Can you edit the listing below so that every "MUST" becomes "SHALL", leaving everything else unchanged?

━━ Available data ━━

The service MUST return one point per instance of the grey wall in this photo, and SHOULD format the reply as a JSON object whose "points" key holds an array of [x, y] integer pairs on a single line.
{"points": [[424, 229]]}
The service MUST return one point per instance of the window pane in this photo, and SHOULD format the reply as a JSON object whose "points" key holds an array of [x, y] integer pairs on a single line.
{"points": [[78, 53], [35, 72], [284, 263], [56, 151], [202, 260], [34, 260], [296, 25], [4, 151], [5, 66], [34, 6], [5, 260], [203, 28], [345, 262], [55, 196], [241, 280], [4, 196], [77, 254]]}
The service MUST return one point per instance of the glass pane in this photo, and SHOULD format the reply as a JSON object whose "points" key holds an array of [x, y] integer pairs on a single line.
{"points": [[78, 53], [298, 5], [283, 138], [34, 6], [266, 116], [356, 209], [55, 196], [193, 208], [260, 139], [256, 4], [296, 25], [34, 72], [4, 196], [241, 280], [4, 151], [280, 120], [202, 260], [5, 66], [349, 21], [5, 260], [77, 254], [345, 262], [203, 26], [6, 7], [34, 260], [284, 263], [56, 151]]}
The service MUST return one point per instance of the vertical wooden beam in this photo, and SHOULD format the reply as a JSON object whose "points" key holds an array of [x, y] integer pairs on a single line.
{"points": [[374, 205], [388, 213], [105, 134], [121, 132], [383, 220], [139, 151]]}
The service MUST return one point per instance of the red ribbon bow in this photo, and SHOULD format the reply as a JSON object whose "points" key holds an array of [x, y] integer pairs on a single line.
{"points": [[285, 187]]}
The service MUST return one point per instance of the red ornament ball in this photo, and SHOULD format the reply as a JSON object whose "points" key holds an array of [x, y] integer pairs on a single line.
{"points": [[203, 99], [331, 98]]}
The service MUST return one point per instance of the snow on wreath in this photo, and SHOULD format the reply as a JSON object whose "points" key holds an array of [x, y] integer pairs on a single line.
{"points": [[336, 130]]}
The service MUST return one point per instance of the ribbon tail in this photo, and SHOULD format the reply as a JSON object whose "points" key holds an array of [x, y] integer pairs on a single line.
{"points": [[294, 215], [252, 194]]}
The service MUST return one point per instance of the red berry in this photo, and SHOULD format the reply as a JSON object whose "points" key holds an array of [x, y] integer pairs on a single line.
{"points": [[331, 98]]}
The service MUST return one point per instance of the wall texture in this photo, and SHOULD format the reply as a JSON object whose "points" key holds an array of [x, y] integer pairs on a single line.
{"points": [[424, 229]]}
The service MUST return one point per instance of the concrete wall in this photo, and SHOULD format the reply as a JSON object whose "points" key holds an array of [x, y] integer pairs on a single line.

━━━

Reply >>
The service SHALL return one point per instance of the grey wall in this photo, and SHOULD format the reply as a JSON object whose "points" key holds an array of [x, y] integer pairs on a single line.
{"points": [[424, 229]]}
The service SHALL return one point per instance of the window pane in this photo, and SHOULD format the reply as a JSON object whose "points" key holds an array of [x, y] integer pairs on a single line.
{"points": [[78, 53], [35, 72], [284, 263], [56, 151], [202, 260], [34, 260], [296, 25], [4, 151], [5, 66], [34, 6], [5, 260], [203, 28], [345, 262], [55, 196], [241, 280], [4, 196], [77, 254]]}
The service SHALL return one point per instance of the glass pane in this photo, and SHOULD format the reply as a JSON object whose "points" key holds an array of [x, y] integer pairs on a single line.
{"points": [[78, 53], [298, 5], [283, 138], [34, 6], [266, 116], [356, 209], [55, 196], [193, 208], [260, 139], [256, 4], [296, 25], [34, 72], [4, 196], [241, 280], [4, 151], [280, 120], [202, 260], [5, 66], [349, 21], [5, 260], [77, 254], [345, 262], [203, 26], [6, 7], [34, 260], [284, 263], [56, 151]]}
The service SHALL return one point per instance of the vertical wooden beam in this photo, and SHOULD format the reply as a JSON object whose "points" key holds an array of [x, y] integer pairs on a single line.
{"points": [[374, 205], [388, 213], [105, 134], [121, 132], [383, 220], [139, 151]]}
The service SHALL return one point per instance of the red ribbon bow in this photo, and SHOULD format the reply as a JSON object whose "points" key holds an array of [x, y] integer pairs on a single line.
{"points": [[285, 187]]}
The service SHALL return one point per instance of the red ornament ball in this photo, and SHOULD format the reply as a JSON object whose "points" key holds an array of [x, y] integer pairs on a single line.
{"points": [[203, 99], [331, 98]]}
The service SHALL return one point per instance of the snow on wreath in this photo, and SHOULD format the reply as a JSON object whose "points" key holds an array of [x, y] integer pairs on a single line.
{"points": [[336, 130]]}
The service SHALL return one point per instance of the ribbon tail in this photo, and SHOULD format the reply as a JSON object whose "points" key holds an array of [x, y] integer pairs on a single line.
{"points": [[294, 215], [252, 194]]}
The service SHALL return one point per instance of the red berry in this photo, and SHOULD format the reply as a JSON object whose "points" key holds an array of [x, y] integer pairs on a single line.
{"points": [[331, 98]]}
The service SHALL return one point per instance of the wall texture in this photo, and SHOULD format the reply as a JSON object whose "points" key holds an array of [x, y] integer pairs on a single line.
{"points": [[424, 229]]}
The service SHALL return one point per instance of the concrete wall in this photo, and SHOULD format the reply as a JSON object whose "points" key holds an array of [x, y] integer pairs on a single line.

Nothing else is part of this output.